## Passage:

## Start

If you fancy being enchanted by a story that will transport you to another time, featuring relatable characters and a well-paced plot, then I wholeheartedly recommend giving Divine Rivals a try.  The second book, Ruthless Vows is set to be published on 4th January 2024, and I can’t wait to dive back into the tale of Iris and Roman.

2. The Bookstore Sisters – Alice Hoffman


An emotionally charged short narrative delving into themes of family, independence, and discovering one’s role in the world.

Meet Isabel Gibson, a seasoned practitioner in the art of forgetting. She’s transformed herself into a quintessential New Yorker, severing nearly all ties to her Brinkley’s Island, Maine origins. Her parents are gone, the family bookstore teeters on the brink of financial ruin, and her sister, Sophie, seems irreparably distant.

Yet, a cryptic missive materializes in her mailbox, tugging at the threads of her past. After years of relentless pursuit of autonomy, Isabel recoils at the notion of returning to the island. What awaits her there, however, could redefine her trajectory and shatter preconceptions about her family, her homeland, and her very identity.


One way to describe this book, aside from its brevity (36 pages) is its charm. When I picked it up I was in need of something short and sweet, with minimal world-building and a single POV. And this book delivered just that. It took me less than an hour to read, and it’s not only well-written but also nicely executed and straight to the point, devoid of any unnecessary embellishments.

3. What Lies Between Us – John Marrs


Nina harbours an unforgivable grudge against Maggie, one she’s determined to never release. She’s equally resolved never to let Maggie escape.

As the saying goes, every house conceals its own secrets, and the one Maggie and Nina have long shared is no exception. The difference is that these secrets are not buried in the past. 

Their peculiar routine unfolds;  dinner together every other night, followed by Nina’s assistance in escorting Maggie back to the attic, and into the heavy chain that keeps her there. Maggie must pay for the transgressions she’s committed against Nina, it is time for her to pay the price.

Yet, lurking in the shadows of their shared history are things Nina remains blissfully unaware of, and Maggie is hell-bent on maintaining that ignorance, even if it kills her.

In this house, the truth is more dangerous than lying.


From the moment I began reading this book, I have tirelessly recommended it to anyone who will listen. The reason being, the more I read the more confusing it got. Let me clarify it for you. There are two POV’s, mother and daughter. Whilst I was reading the mum’s POV, I was convinced that the daughter was the bad one in the story. I felt sorry for the mum and I kept questioning what kind of daughter would put her mother through hell. However, when I read the daughter’s POV I found myself feeling sympathetic towards her instead and automatically thought, the mother definitely deserves her punishment.

When it comes to the thriller genre, if the book you are reading manages to have you questioning your better judgment throughout the whole story, then you know you have hit the jackpot. And that’s exactly how I felt reading What Lies Between Us. Even before I turned the last page,  I was already recommending it. 

As with any good thriller, there were a few plot twists along the way. Some of them I totally saw coming, however, the ending was unexpected. I cannot emphasise enough how much that ending took me by surprise. Had it not been for the sheer shock, I would have probably shed a few tears.

## End

## Given records:
## Start

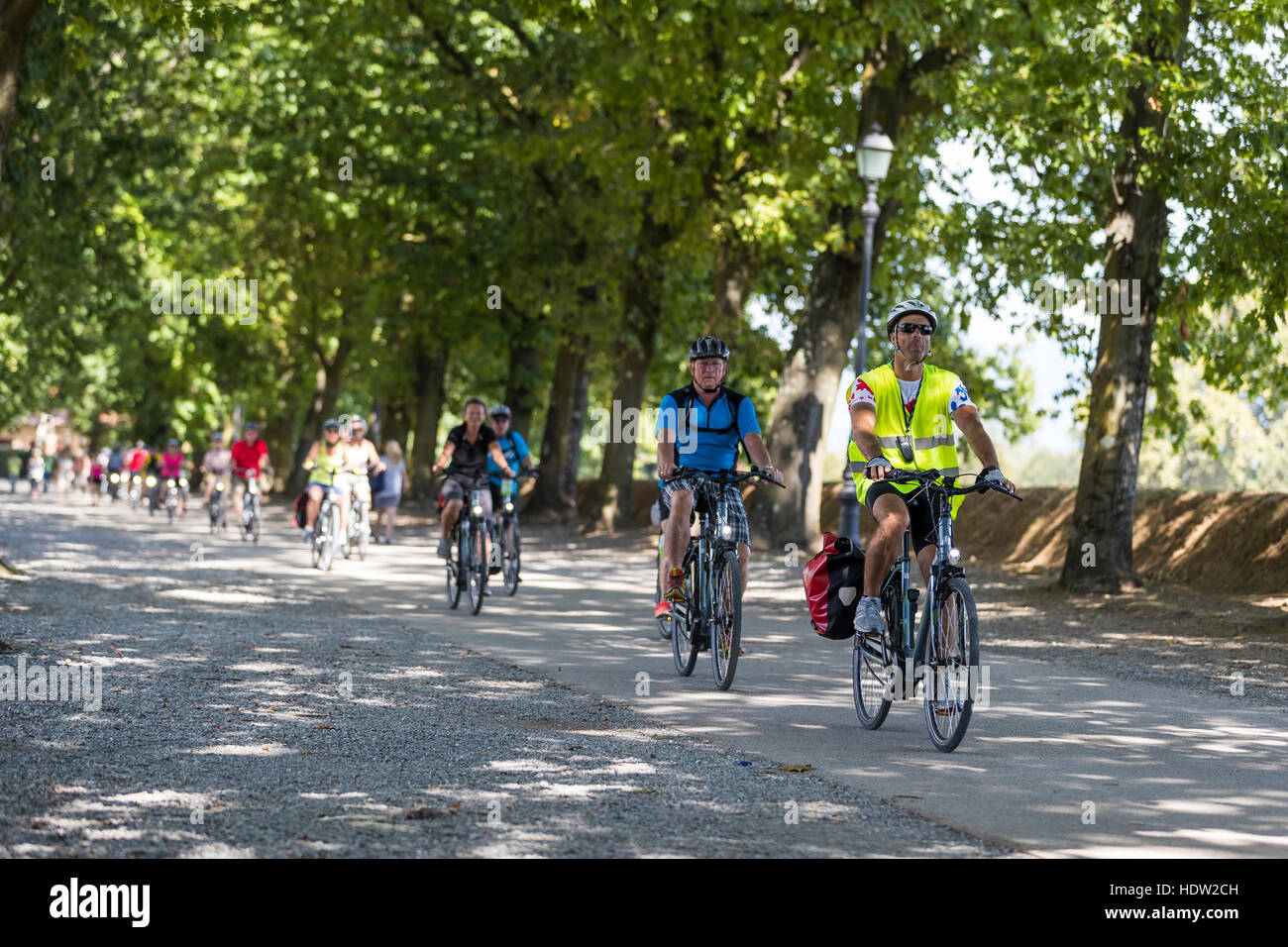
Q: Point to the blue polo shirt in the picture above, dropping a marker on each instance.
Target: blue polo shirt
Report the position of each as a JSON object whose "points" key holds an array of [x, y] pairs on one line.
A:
{"points": [[707, 451], [514, 449]]}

## End

## Brief:
For each statement below, say whether it agrees with the book reviews. Answer yes or no, and quote the exact words from the reviews that settle it.
1. The Bookstore Sisters runs to 36 pages.
2. Ruthless Vows is due out on 4th January 2024.
3. What Lies Between Us is told from a single point of view.
The records are drawn from a separate source.

## Exercise response:
1. Yes: "aside from its brevity (36 pages)"
2. Yes: "The second book, Ruthless Vows is set to be published on 4th January 2024"
3. No: "There are two POV’s, mother and daughter."